* Written task 1:
Reproduce the entries from the line containing "Task: where can the pale" through the end of the entries, changing "bird's" to "duck's" throughout and leaving everything else as it is.

* Text passage:
+ + + + +
The face of knight of the Bridle challenges the carver, and therefore too the companies quality control. There ‘should’ be a fairly high rate of discard of hand-carved pieces on occasion of a defect arresting the piece’s ‘intended’ character and aesthetic. There is more of tension than character in a poorly carved expression; no one wants bugged, crossed, or wall-eyed knights!

The long torso and throat of the Varese design is a test of a machinist’s caliper and template work in pursuit of symmetry of side. Tools that are worn too quickly reveal themselves with this kind of design, and it is too often the case that one piece is wizened down too far, while another is left corpulent in elevation. Its fractions of a millimeter, but the eye catches it.

I’m going to place my order today and make it clear that I do not want them to short-change due diligence to win either greater economy or utility for themselves, under the guise of rewarding me with greater expedition. Take your time, do it right, do it once, and your legacy will write your future. I look forward to reporting out the results…6 months from now…LOL!

n64bomb

You seem to be a person that is unreasonable with your expectations in life, as well as a transaction. I wouldn't want you as a customer.  Take some advice from my dear friend the late Mr. Shaibel: "You resign now."

n64bomb

I'm talking about the tskeldon.

tskeldon
n64bomb wrote:

You seem to be a person that is unreasonable with your expectations in life, as well as a transaction. I wouldn't want you as a customer.  Take some advice from my dear friend the late Mr. Shaibel: "You resign now."

Its done!

Lets hope for all involved that I'm correct. There are many lessons to be learned here, but the truth is, those who rationalize their own sloth and meekness, or who had learning difficulties when they were young, didn't actually out outgrow their condition: they just lost track of it for avoiding the tests of life necessary to reacquaint oneself with either success or humility.
+ + + + +
* The input:
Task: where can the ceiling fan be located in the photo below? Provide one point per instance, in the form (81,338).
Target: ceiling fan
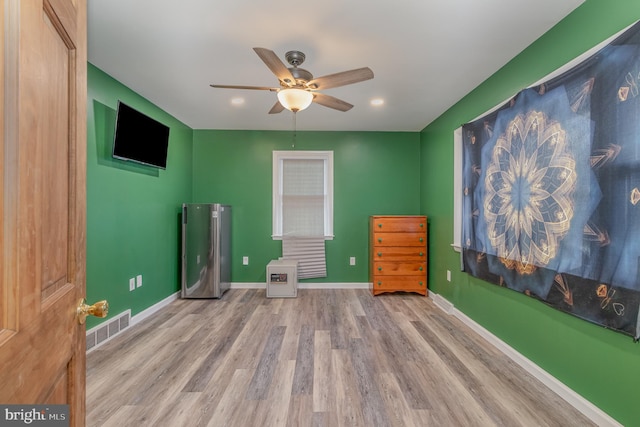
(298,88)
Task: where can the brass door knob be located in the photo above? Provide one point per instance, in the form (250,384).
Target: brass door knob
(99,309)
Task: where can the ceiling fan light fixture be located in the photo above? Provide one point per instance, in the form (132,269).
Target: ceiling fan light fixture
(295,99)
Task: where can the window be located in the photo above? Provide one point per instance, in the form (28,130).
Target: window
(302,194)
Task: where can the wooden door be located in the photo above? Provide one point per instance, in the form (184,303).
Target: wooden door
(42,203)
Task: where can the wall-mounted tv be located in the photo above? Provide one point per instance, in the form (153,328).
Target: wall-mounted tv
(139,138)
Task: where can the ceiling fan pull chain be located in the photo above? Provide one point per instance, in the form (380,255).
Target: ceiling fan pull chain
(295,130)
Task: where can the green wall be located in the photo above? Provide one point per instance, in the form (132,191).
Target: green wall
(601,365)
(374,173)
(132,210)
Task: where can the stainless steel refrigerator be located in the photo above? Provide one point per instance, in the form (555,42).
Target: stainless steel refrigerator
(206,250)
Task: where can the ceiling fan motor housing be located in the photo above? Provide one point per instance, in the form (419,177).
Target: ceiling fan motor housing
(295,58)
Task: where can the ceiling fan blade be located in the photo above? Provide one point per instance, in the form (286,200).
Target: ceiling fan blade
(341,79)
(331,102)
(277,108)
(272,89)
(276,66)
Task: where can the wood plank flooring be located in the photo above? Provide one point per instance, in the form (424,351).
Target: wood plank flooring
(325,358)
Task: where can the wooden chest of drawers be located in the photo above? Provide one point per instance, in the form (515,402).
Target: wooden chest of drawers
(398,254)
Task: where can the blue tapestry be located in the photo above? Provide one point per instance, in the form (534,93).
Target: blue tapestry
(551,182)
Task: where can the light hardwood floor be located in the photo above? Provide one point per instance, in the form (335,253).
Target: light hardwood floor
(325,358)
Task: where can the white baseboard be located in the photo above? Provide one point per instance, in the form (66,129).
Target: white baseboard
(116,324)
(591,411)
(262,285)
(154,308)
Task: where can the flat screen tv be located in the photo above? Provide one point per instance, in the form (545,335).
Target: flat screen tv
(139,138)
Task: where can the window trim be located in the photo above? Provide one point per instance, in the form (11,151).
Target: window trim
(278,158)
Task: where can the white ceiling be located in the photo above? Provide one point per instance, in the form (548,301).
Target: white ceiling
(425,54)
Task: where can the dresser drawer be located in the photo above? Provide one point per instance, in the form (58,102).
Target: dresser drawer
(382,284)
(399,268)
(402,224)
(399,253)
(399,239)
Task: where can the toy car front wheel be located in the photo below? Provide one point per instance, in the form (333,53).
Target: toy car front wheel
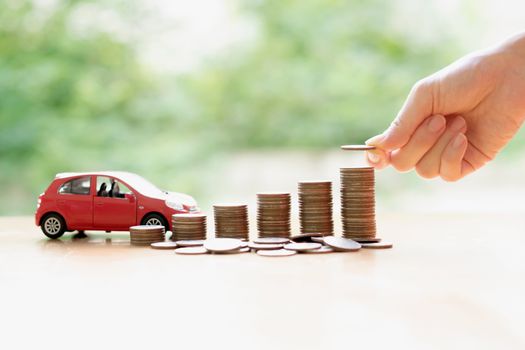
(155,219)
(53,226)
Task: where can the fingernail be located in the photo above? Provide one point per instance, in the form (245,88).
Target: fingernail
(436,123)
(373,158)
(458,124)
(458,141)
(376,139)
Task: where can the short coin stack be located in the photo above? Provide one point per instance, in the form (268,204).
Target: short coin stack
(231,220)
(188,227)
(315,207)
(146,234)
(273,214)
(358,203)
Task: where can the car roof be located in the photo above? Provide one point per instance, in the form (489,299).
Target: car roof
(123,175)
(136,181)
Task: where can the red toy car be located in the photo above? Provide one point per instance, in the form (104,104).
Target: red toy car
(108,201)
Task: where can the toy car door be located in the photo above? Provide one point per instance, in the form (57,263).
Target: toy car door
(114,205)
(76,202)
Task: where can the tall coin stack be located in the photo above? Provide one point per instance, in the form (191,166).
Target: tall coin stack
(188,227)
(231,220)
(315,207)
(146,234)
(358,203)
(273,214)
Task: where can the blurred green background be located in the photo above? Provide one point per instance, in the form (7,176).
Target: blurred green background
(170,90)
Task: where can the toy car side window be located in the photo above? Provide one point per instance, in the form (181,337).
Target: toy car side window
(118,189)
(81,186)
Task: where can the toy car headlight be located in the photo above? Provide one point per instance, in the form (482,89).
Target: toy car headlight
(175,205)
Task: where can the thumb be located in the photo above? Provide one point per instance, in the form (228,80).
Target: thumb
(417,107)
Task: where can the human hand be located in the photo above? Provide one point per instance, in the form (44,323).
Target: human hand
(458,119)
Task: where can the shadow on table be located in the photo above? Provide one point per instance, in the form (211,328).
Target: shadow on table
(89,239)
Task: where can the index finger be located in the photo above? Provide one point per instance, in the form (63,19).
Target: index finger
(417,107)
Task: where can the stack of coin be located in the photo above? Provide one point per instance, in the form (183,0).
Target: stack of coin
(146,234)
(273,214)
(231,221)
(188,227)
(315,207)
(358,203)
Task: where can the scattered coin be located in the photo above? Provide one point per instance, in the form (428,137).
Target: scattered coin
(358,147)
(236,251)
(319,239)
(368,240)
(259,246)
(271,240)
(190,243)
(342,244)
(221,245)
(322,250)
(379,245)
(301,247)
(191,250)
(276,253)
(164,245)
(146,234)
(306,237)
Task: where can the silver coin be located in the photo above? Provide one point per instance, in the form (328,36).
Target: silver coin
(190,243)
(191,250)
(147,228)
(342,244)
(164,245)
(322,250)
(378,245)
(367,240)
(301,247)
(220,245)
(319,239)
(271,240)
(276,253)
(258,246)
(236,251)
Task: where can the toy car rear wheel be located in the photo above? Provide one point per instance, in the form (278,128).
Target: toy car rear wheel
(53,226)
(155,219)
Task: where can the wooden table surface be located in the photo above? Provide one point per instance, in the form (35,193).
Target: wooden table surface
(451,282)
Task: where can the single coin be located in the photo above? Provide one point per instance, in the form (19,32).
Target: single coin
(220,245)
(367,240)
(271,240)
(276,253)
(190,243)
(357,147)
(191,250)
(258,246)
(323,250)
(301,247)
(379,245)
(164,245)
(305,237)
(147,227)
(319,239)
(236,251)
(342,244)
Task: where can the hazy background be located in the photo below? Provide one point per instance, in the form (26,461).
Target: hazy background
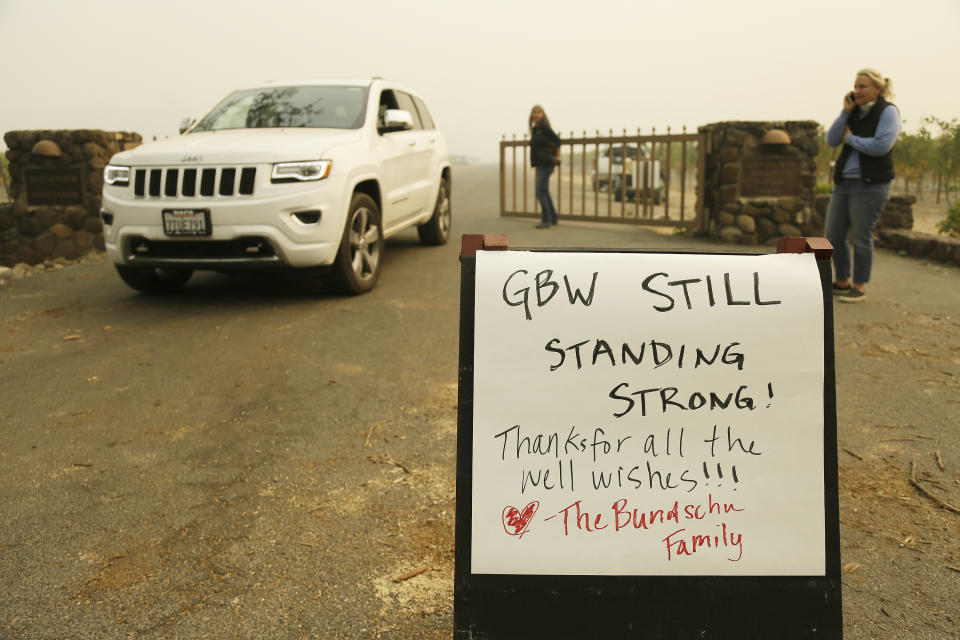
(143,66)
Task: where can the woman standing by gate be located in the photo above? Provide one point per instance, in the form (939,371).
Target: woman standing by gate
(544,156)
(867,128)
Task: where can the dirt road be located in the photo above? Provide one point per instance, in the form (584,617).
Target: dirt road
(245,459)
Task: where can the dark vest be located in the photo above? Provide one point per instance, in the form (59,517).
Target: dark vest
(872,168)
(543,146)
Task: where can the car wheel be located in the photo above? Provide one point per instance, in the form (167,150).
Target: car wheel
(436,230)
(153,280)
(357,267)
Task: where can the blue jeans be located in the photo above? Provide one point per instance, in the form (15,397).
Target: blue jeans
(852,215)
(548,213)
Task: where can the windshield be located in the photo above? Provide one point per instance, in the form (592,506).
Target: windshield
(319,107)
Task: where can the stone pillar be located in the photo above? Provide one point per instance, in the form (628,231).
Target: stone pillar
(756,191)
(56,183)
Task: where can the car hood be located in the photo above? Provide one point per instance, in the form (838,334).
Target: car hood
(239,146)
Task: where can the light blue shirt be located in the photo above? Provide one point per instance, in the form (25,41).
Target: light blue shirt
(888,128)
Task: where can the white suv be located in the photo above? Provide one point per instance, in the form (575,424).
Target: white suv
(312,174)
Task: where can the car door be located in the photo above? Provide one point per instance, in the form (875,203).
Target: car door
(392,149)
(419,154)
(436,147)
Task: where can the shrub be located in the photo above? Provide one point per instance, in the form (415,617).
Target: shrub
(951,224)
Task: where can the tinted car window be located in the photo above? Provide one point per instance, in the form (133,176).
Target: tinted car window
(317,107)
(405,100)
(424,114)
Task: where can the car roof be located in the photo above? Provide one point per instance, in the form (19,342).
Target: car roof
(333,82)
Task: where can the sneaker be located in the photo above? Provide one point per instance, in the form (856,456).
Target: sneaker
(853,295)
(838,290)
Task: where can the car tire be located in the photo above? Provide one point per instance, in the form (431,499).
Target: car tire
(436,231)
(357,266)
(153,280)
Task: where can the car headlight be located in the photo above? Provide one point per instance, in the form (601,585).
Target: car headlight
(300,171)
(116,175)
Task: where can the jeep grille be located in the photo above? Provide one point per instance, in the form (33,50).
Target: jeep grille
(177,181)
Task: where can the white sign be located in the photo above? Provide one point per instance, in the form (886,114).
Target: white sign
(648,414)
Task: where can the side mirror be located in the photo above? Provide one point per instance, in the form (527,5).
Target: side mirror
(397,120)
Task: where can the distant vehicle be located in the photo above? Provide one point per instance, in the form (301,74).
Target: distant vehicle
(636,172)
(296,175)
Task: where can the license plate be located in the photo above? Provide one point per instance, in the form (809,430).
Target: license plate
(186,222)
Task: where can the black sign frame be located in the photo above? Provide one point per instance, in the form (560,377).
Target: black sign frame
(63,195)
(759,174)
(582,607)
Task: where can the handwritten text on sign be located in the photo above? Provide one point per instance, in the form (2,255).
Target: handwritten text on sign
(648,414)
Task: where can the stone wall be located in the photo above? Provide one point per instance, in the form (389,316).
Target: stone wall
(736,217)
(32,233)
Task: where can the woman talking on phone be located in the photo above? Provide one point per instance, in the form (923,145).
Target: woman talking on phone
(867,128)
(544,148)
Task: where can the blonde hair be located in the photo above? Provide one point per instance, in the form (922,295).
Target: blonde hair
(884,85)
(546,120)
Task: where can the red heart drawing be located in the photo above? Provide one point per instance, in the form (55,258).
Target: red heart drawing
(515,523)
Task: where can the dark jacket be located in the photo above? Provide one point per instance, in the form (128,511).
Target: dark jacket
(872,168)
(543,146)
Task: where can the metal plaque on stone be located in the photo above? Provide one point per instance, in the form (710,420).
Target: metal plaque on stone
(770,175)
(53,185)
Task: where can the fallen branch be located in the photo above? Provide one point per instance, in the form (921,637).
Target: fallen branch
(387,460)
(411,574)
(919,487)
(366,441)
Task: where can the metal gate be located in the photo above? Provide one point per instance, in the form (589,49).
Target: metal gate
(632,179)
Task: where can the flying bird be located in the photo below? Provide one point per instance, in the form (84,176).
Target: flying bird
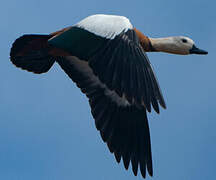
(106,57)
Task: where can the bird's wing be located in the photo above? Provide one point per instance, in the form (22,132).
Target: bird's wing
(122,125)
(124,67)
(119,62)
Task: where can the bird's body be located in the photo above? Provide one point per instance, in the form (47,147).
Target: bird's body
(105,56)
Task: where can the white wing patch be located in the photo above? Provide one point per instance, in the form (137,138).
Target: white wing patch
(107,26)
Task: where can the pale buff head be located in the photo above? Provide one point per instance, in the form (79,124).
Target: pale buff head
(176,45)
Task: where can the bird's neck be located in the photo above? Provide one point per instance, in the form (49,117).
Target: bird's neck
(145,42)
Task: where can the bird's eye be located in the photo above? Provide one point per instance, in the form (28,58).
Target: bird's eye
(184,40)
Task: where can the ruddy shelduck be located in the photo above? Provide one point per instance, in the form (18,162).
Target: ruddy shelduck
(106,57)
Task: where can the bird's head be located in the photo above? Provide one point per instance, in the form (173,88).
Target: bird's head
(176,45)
+ + + + +
* Written task 2:
In the chess-set discussion, which words describe the knights that no one wants?

* Exercise solution 1:
Task: where can the pale buff head be located in the photo above? Provide one point per instance, in the form (79,124).
Target: pale buff head
(176,45)
Task: where can the duck's neck be located in the photo above? Provide one point per instance, in the form (49,117).
Target: duck's neck
(145,42)
Task: where can the duck's eye be located in the photo above? Provide one point per instance, in the form (28,58).
Target: duck's eye
(184,40)
Task: where can the ruddy shelduck be located in the photo above? Provide one point per instance, in the form (18,162).
Target: ruddy shelduck
(106,57)
Task: where can the duck's head be located in the photo above? Provide one point per instance, in the form (173,88).
Target: duck's head
(176,45)

* Exercise solution 2:
bugged, crossed, wall-eyed